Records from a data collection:
---

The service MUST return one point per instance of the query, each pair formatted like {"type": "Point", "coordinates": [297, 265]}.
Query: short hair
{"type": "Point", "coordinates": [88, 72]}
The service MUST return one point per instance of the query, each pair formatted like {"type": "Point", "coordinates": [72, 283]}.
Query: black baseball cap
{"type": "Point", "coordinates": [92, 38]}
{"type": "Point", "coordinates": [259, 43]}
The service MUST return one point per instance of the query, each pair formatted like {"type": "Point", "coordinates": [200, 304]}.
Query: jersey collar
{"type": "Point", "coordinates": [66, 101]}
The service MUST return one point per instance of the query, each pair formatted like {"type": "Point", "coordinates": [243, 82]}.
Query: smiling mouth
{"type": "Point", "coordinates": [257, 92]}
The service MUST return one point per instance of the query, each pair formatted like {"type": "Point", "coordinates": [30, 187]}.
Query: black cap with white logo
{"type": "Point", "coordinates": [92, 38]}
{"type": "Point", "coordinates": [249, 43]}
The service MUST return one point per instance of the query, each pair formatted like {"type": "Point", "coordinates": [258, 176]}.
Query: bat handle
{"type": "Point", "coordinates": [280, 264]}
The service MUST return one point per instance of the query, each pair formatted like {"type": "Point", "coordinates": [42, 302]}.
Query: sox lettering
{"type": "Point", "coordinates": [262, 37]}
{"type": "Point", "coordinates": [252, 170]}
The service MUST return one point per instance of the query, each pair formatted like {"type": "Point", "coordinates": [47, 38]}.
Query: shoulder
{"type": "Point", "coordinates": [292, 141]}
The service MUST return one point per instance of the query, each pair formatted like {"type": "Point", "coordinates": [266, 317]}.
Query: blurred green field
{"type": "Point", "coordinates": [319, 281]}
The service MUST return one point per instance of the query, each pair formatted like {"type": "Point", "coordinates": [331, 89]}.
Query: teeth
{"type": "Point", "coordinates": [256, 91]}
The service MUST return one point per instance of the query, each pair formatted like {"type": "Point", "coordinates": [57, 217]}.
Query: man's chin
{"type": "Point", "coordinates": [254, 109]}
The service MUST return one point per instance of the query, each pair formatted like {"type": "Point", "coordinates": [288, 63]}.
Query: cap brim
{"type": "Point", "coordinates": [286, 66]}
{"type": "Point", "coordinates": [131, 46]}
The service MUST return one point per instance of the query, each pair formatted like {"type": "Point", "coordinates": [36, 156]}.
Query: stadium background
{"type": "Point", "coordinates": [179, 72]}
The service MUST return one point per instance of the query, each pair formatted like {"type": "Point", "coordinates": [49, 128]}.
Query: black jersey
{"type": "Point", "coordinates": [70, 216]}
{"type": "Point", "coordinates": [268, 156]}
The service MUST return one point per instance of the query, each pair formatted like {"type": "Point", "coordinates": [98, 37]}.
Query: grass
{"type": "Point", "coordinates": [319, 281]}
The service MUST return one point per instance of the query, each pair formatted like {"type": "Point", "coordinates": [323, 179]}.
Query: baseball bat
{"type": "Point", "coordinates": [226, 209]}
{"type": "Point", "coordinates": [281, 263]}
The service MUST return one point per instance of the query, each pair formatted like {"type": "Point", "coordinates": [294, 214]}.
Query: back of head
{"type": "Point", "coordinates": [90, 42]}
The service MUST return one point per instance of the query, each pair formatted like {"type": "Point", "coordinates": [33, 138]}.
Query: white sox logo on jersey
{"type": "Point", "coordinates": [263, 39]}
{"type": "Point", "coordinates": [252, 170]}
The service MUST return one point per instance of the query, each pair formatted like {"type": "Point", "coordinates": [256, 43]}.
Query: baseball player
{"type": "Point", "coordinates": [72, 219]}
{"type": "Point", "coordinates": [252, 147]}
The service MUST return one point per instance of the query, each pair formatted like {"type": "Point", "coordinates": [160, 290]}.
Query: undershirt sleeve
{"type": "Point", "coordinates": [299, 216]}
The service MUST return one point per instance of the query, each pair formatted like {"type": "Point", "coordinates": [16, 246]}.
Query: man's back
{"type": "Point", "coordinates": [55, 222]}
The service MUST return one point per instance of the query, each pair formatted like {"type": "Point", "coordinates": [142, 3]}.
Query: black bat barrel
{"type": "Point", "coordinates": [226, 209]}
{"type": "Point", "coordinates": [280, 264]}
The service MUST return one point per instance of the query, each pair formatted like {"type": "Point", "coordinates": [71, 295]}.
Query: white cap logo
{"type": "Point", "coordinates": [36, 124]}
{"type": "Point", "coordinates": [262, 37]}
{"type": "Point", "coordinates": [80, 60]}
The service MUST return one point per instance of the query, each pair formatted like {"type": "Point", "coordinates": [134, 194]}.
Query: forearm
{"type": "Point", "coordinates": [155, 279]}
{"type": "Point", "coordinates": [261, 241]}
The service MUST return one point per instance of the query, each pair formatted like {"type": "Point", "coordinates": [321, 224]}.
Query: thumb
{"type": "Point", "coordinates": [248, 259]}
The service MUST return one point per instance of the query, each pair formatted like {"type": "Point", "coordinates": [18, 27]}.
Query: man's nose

---

Task prompt:
Repeat the entries above exactly, leaving nothing out.

Right answer:
The service MUST return one point per instance of the query, each pair formatted like {"type": "Point", "coordinates": [297, 265]}.
Query: short hair
{"type": "Point", "coordinates": [88, 72]}
The service MUST return one point per instance of the query, each pair formatted like {"type": "Point", "coordinates": [72, 283]}.
Query: black baseball cap
{"type": "Point", "coordinates": [92, 38]}
{"type": "Point", "coordinates": [259, 43]}
The service MUST return one point per instance of the query, each pair formatted like {"type": "Point", "coordinates": [200, 304]}.
Query: jersey collar
{"type": "Point", "coordinates": [66, 101]}
The service MUST return one point per instance of the query, each pair formatted like {"type": "Point", "coordinates": [243, 82]}.
Query: smiling mouth
{"type": "Point", "coordinates": [257, 92]}
The service MUST return one point per instance of the query, each pair formatted like {"type": "Point", "coordinates": [30, 187]}.
Query: black cap with white logo
{"type": "Point", "coordinates": [92, 38]}
{"type": "Point", "coordinates": [249, 43]}
The service MUST return one point per instance of the query, each pair formatted like {"type": "Point", "coordinates": [258, 176]}.
Query: bat handle
{"type": "Point", "coordinates": [280, 264]}
The service MUST return one point per instance of the query, each pair formatted like {"type": "Point", "coordinates": [42, 302]}.
Query: sox lettering
{"type": "Point", "coordinates": [262, 37]}
{"type": "Point", "coordinates": [252, 170]}
The service MUST return one point per instance of the query, each pair formatted like {"type": "Point", "coordinates": [47, 38]}.
Query: shoulder
{"type": "Point", "coordinates": [292, 141]}
The service MUST return one point per instance of the query, each pair formatted like {"type": "Point", "coordinates": [266, 317]}.
Query: blurred green field
{"type": "Point", "coordinates": [319, 281]}
The service MUST return one point per instance of the query, each pair formatted like {"type": "Point", "coordinates": [331, 89]}.
Query: teeth
{"type": "Point", "coordinates": [256, 91]}
The service MUST return one point per instance of the query, each pair formatted like {"type": "Point", "coordinates": [57, 217]}.
Query: man's chin
{"type": "Point", "coordinates": [254, 109]}
The service MUST return one point per instance of the query, each pair formatted like {"type": "Point", "coordinates": [288, 63]}.
Query: cap brim
{"type": "Point", "coordinates": [286, 66]}
{"type": "Point", "coordinates": [131, 46]}
The service MUST return one point per instance of the query, each pair formatted like {"type": "Point", "coordinates": [36, 156]}.
Query: stadium background
{"type": "Point", "coordinates": [179, 72]}
The service MUST return one point per instance of the query, each pair formatted like {"type": "Point", "coordinates": [49, 128]}.
Query: black jersey
{"type": "Point", "coordinates": [70, 216]}
{"type": "Point", "coordinates": [268, 156]}
The service MUST return one point per instance of the query, each pair formatted like {"type": "Point", "coordinates": [98, 37]}.
Query: grass
{"type": "Point", "coordinates": [319, 281]}
The service MUST return one point per instance of the query, each pair formatted like {"type": "Point", "coordinates": [323, 179]}.
Query: baseball bat
{"type": "Point", "coordinates": [226, 209]}
{"type": "Point", "coordinates": [281, 263]}
The service MUST return one point per instance of the query, each pair formatted like {"type": "Point", "coordinates": [294, 214]}.
Query: back of head
{"type": "Point", "coordinates": [90, 42]}
The service MUST return one point per instance of the query, each pair formatted like {"type": "Point", "coordinates": [33, 138]}.
Query: white sox logo on jersey
{"type": "Point", "coordinates": [263, 39]}
{"type": "Point", "coordinates": [252, 170]}
The service MUST return one point per instance of the query, each pair formatted like {"type": "Point", "coordinates": [256, 43]}.
Query: baseball player
{"type": "Point", "coordinates": [72, 219]}
{"type": "Point", "coordinates": [252, 147]}
The service MUST return one point per instance of the query, each pair formatted like {"type": "Point", "coordinates": [160, 290]}.
Query: undershirt sleeve
{"type": "Point", "coordinates": [299, 216]}
The service MUST return one point per instance of the query, each pair formatted like {"type": "Point", "coordinates": [16, 246]}.
Query: man's back
{"type": "Point", "coordinates": [55, 222]}
The service MUST return one point per instance of the query, each pair formatted like {"type": "Point", "coordinates": [142, 3]}.
Query: black bat barrel
{"type": "Point", "coordinates": [226, 209]}
{"type": "Point", "coordinates": [280, 264]}
The service MUST return one point per instance of the query, each pair formatted like {"type": "Point", "coordinates": [71, 295]}.
Query: white cap logo
{"type": "Point", "coordinates": [36, 124]}
{"type": "Point", "coordinates": [262, 37]}
{"type": "Point", "coordinates": [80, 60]}
The service MUST return one point per instance of the query, each pair formatted like {"type": "Point", "coordinates": [134, 194]}.
Query: forearm
{"type": "Point", "coordinates": [155, 279]}
{"type": "Point", "coordinates": [261, 241]}
The service MUST return one point per instance of the query, each pair formatted like {"type": "Point", "coordinates": [321, 224]}.
Query: thumb
{"type": "Point", "coordinates": [248, 259]}
The service MUST return one point per instance of the query, each pair formatted like {"type": "Point", "coordinates": [18, 27]}.
Query: man's nose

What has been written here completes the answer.